* _EXERCISE DESCRIPTION_
Copy out the material below line for line, leaving the pictures out of your answer.

[Point labeling data based on photos]
>> START

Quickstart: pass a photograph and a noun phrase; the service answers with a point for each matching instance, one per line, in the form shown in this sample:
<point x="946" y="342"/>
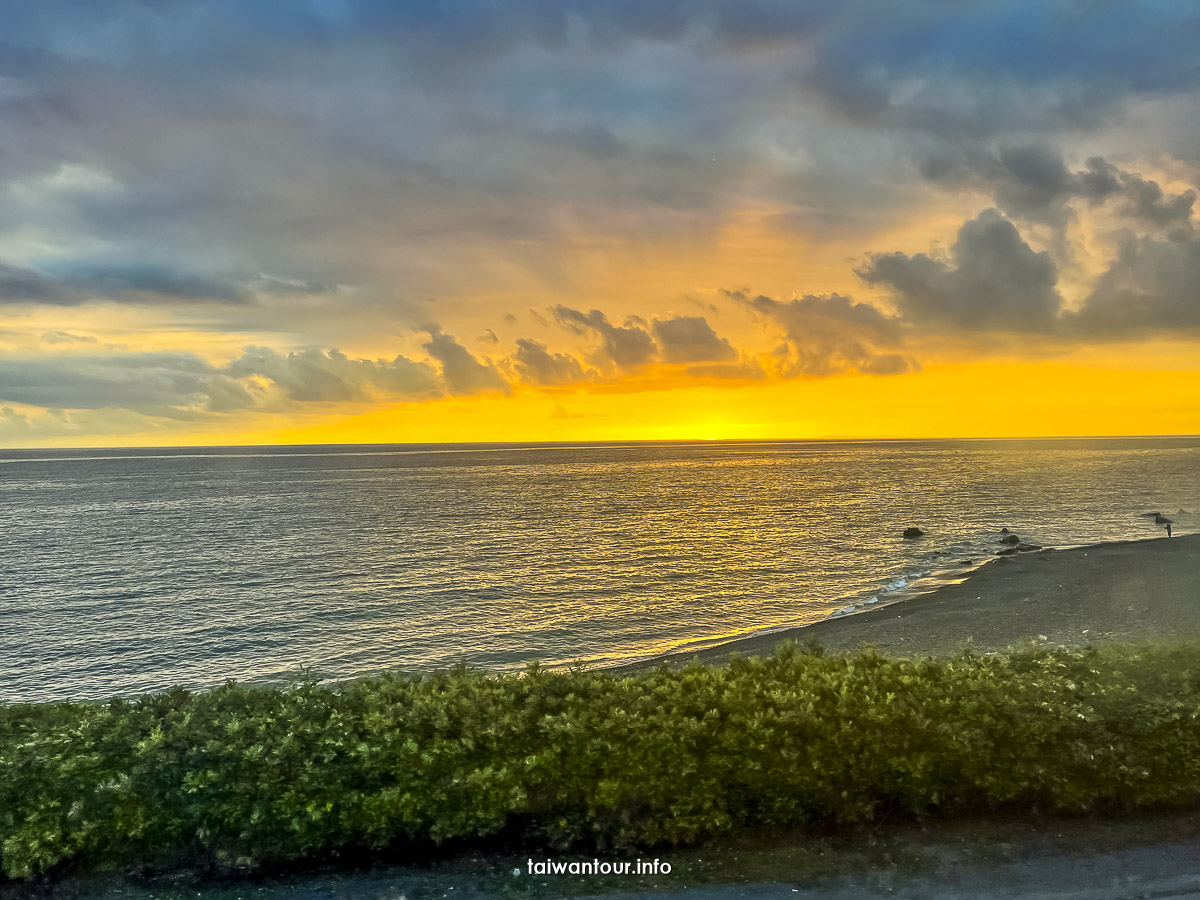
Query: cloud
<point x="538" y="365"/>
<point x="72" y="285"/>
<point x="1032" y="181"/>
<point x="461" y="371"/>
<point x="1150" y="287"/>
<point x="623" y="348"/>
<point x="318" y="376"/>
<point x="690" y="339"/>
<point x="185" y="387"/>
<point x="175" y="385"/>
<point x="832" y="335"/>
<point x="993" y="281"/>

>> END

* _EXPECTED ANSWER_
Quickstart: pass a photograph and a noun phrase; the service answers with a point for each matching instance, one per line, in the form shown in this sample:
<point x="946" y="342"/>
Query: cloud
<point x="538" y="365"/>
<point x="72" y="285"/>
<point x="1032" y="181"/>
<point x="461" y="371"/>
<point x="1150" y="287"/>
<point x="623" y="348"/>
<point x="318" y="376"/>
<point x="690" y="339"/>
<point x="185" y="387"/>
<point x="175" y="385"/>
<point x="832" y="335"/>
<point x="993" y="281"/>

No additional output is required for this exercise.